[WHAT THE TASK REQUIRES]
Write out the whole listing word for word.
---*---
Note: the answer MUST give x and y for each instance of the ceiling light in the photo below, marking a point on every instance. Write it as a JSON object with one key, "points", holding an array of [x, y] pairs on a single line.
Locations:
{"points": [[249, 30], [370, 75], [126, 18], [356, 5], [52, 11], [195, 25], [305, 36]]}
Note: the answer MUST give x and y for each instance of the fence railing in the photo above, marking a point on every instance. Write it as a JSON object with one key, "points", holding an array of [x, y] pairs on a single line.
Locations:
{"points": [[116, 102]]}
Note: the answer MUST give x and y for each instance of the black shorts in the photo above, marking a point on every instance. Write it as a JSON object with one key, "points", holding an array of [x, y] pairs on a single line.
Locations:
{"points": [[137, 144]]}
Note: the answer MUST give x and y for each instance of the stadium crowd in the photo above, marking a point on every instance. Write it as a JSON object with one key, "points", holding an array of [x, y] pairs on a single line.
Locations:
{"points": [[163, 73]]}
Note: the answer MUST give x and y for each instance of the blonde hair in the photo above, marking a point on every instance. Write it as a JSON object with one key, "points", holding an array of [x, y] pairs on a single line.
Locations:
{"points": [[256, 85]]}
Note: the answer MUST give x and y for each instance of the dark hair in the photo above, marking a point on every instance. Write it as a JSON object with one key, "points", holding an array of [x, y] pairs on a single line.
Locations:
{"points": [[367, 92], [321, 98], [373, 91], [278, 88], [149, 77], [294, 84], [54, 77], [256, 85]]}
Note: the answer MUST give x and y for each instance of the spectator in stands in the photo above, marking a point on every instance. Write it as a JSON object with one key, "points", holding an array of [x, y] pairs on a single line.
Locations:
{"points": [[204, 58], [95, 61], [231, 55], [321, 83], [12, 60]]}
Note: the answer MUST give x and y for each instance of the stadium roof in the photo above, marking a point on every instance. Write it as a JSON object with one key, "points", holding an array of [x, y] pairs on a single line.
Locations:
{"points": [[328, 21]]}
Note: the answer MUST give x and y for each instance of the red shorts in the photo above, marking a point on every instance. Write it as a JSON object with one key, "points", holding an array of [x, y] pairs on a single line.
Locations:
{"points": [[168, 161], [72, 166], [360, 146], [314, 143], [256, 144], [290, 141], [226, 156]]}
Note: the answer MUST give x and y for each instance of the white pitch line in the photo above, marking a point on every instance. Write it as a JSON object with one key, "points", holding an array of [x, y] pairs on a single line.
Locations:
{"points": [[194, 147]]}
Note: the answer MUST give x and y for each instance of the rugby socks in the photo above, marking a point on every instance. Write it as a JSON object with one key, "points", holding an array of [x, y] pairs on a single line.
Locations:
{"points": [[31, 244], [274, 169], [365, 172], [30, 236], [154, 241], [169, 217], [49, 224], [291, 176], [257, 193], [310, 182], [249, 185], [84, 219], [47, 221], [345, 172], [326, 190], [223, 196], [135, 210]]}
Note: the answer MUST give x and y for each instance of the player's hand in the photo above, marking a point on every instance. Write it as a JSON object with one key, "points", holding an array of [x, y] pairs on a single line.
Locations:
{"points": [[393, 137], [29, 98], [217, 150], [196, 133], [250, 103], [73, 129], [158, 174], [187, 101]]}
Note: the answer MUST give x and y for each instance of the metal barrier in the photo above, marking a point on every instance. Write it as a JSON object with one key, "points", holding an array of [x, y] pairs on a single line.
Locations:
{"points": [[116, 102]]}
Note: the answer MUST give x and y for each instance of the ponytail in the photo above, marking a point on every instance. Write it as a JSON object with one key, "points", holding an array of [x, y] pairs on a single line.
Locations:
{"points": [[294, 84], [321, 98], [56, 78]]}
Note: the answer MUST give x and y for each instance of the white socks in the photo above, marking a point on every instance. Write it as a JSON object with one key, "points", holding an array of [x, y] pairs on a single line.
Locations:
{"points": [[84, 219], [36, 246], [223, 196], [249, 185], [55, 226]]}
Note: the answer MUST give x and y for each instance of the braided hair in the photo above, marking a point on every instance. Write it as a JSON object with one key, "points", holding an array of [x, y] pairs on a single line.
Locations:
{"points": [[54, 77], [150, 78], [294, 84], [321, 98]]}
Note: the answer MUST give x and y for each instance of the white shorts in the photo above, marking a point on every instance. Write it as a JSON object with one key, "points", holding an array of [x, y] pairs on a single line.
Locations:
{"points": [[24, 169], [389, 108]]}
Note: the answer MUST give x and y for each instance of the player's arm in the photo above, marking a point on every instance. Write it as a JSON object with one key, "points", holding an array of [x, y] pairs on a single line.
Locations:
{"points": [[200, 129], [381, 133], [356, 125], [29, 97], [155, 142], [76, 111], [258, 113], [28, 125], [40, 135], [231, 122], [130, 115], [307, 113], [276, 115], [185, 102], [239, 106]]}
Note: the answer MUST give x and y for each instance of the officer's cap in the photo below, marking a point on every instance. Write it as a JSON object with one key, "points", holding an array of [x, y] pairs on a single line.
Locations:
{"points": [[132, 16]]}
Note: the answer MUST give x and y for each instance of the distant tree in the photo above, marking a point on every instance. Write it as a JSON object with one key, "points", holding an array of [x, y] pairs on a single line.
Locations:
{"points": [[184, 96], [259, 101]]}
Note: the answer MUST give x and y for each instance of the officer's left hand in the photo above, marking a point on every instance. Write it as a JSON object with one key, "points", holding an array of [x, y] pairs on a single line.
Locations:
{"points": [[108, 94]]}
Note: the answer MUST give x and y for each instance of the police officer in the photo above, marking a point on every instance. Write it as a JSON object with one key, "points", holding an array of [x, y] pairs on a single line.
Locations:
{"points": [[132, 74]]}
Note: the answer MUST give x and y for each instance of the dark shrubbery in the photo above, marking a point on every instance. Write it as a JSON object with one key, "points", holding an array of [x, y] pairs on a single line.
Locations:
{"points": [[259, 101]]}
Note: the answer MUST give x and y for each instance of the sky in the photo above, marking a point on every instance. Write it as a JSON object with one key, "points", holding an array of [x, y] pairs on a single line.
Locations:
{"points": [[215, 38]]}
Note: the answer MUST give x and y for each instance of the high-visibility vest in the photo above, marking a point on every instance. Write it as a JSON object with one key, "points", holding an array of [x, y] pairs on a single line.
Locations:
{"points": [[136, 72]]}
---*---
[EXERCISE OUTPUT]
Note: the answer MUST give x and y for each instance of the ceiling light in the photo below, marking a point on every instance. Write it as a JSON object with one key, "points", holding an array of [x, y] pairs on a single line.
Locations:
{"points": [[249, 30], [370, 75], [126, 18], [356, 5], [52, 11], [195, 25], [305, 36]]}
Note: the answer MUST give x and y for each instance of the fence railing in the photo above, marking a point on every instance. Write it as a JSON object with one key, "points", holding an array of [x, y] pairs on a single line.
Locations:
{"points": [[116, 102]]}
Note: the answer MUST give x and y for each instance of the black shorts in the photo above, marking a point on every instance. Write it as a JSON object with one key, "points", holding an array of [x, y] pairs on a single line.
Locations:
{"points": [[137, 144]]}
Note: the answer MUST give x and y for each instance of the stadium crowd in the photo above, marking a point on every instance. Write it as a JSON object with one key, "points", holding an array of [x, y] pairs on a single line.
Locations:
{"points": [[163, 73]]}
Note: the answer MUST give x and y for each instance of the blonde hair in the photo above, marking a point on every instance. Write it as a JSON object with one key, "points", holding an array of [x, y] pairs on a single line.
Locations:
{"points": [[256, 85]]}
Note: the answer MUST give x and y for each instance of the dark hair in the photo above, marking a point on every instance. Write it as a JSON object with one key, "points", holding an array of [x, y] pairs on a single line.
Locations:
{"points": [[367, 92], [321, 98], [373, 91], [278, 88], [149, 77], [294, 84], [54, 77], [256, 85]]}
Note: the answer MUST give x and y for each instance of the spectator in stands in the photo above, marking a point on every instance. Write it as a JSON object with one key, "points", holding an array of [x, y] pairs on a single line.
Locations:
{"points": [[204, 58], [95, 61], [231, 55], [321, 83], [12, 60]]}
Note: the answer MUST give x and y for each instance of the stadium roof in the photo above, marking a point on every instance. Write it as a JSON object with one key, "points", holding an array of [x, y] pairs on a single line.
Locations:
{"points": [[328, 21]]}
Note: the answer MUST give x and y for each instance of the red shorts in the photo above, marking a point on every instance. Write it as a JSON object with one key, "points", holding an array of [x, y] pairs on a single line.
Locations:
{"points": [[168, 161], [72, 166], [360, 146], [314, 143], [256, 144], [290, 141], [226, 156]]}
Note: the answer MUST give x and y for each instance of the white pitch line in the photo above, marking a point on every instance. Write it as a JSON object with one key, "points", holding an array of [x, y] pairs on a single line.
Locations:
{"points": [[194, 147]]}
Note: the answer MUST give x and y for each instance of the rugby socks in the photo above, marking a point on every instance. Write it as a JSON object with one key, "points", holding an array of [x, y] pairs on a single line.
Locations:
{"points": [[31, 244], [274, 169], [365, 172], [30, 236], [154, 241], [169, 217], [49, 224], [291, 176], [257, 193], [310, 182], [249, 185], [84, 219], [47, 221], [345, 172], [326, 190], [223, 196], [135, 210]]}
Note: the answer MUST give x and y for each instance of the player's hand in the photo above, marking a point on every instance. Write it as a JSON object with one key, "points", holding an array of [x, y] pairs on a single line.
Locations:
{"points": [[393, 137], [29, 98], [217, 150], [196, 133], [250, 103], [73, 129], [158, 174], [187, 101]]}
Note: the answer MUST give x and y for each instance of the metal barrier in the photo above, marking a point on every instance. Write it as a JSON object with one key, "points", holding an array of [x, y] pairs on a single line.
Locations:
{"points": [[116, 102]]}
Note: the answer MUST give x and y for each instance of the ponytail in the photo above, marking a point on every instance. Write it as a JSON object with one key, "points", holding an array of [x, y] pairs on a single line.
Locations:
{"points": [[294, 84], [321, 98], [56, 78]]}
Note: the answer MUST give x and y for each instance of the white socks in the photo above, marking a point on every instance. Write it as a JSON object with one key, "points", holding an array of [x, y] pairs on a single line.
Locations:
{"points": [[84, 219], [36, 246], [223, 196], [249, 185], [55, 226]]}
Note: the answer MUST give x and y for each instance of the braided hair in the photo above, marking a point on every instance. Write it as a JSON object with one key, "points", holding an array of [x, y] pairs on a single line.
Locations:
{"points": [[54, 77], [150, 78], [294, 84], [321, 98]]}
Note: the answer MUST give x and y for each instance of the white shorts in the photo above, marking a point on every instance. Write it as a JSON object with one key, "points", holding an array of [x, y] pairs on a single line.
Locations:
{"points": [[24, 169], [389, 108]]}
Note: the answer MUST give x and y for each instance of the player's arm in the photo above, marking a point on every instance. Write it as a JSON object with one key, "points", holding an array of [x, y] pairs on a single line.
Locations:
{"points": [[200, 129], [381, 133], [356, 125], [29, 97], [155, 142], [76, 111], [258, 113], [28, 125], [40, 135], [231, 122], [130, 115], [307, 113], [276, 115], [185, 102], [239, 106]]}
Note: the answer MUST give x and y for each instance of the officer's cap in the photo below, marking a point on every instance. Write it as a JSON object with one key, "points", holding an array of [x, y] pairs on a single line.
Locations:
{"points": [[132, 16]]}
Note: the answer MUST give x and y for each instance of the distant tree in the photo above, marking a point on every instance. Write it as a JSON object with one key, "points", holding an array of [x, y] pairs on a single line.
Locations:
{"points": [[184, 96], [259, 101]]}
Note: the answer MUST give x and y for each instance of the officer's left hand in the photo above, marking a point on every instance. Write it as a JSON object with one key, "points", holding an array of [x, y] pairs on a single line.
Locations:
{"points": [[108, 94]]}
Note: the answer MUST give x and y for each instance of the police officer in the photo above, marking a point on every instance. Write it as a JSON object with one key, "points", holding an array of [x, y] pairs on a single line.
Locations:
{"points": [[132, 74]]}
Note: the answer MUST give x and y for each instance of the dark shrubbery in the photo above, marking a point on every instance. Write it as a JSON object with one key, "points", holding an array of [x, y] pairs on a single line.
Locations:
{"points": [[259, 101]]}
Note: the answer MUST give x and y for each instance of the sky in the photo above, marking a point on every instance. Write it as a JSON object with one key, "points", holding an array of [x, y] pairs on a single line.
Locations:
{"points": [[215, 38]]}
Note: the answer MUST give x and y for each instance of the high-visibility vest in the photo above, marking a point on every instance. Write it as a JSON object with one key, "points", holding an array of [x, y] pairs on a single line.
Locations:
{"points": [[136, 72]]}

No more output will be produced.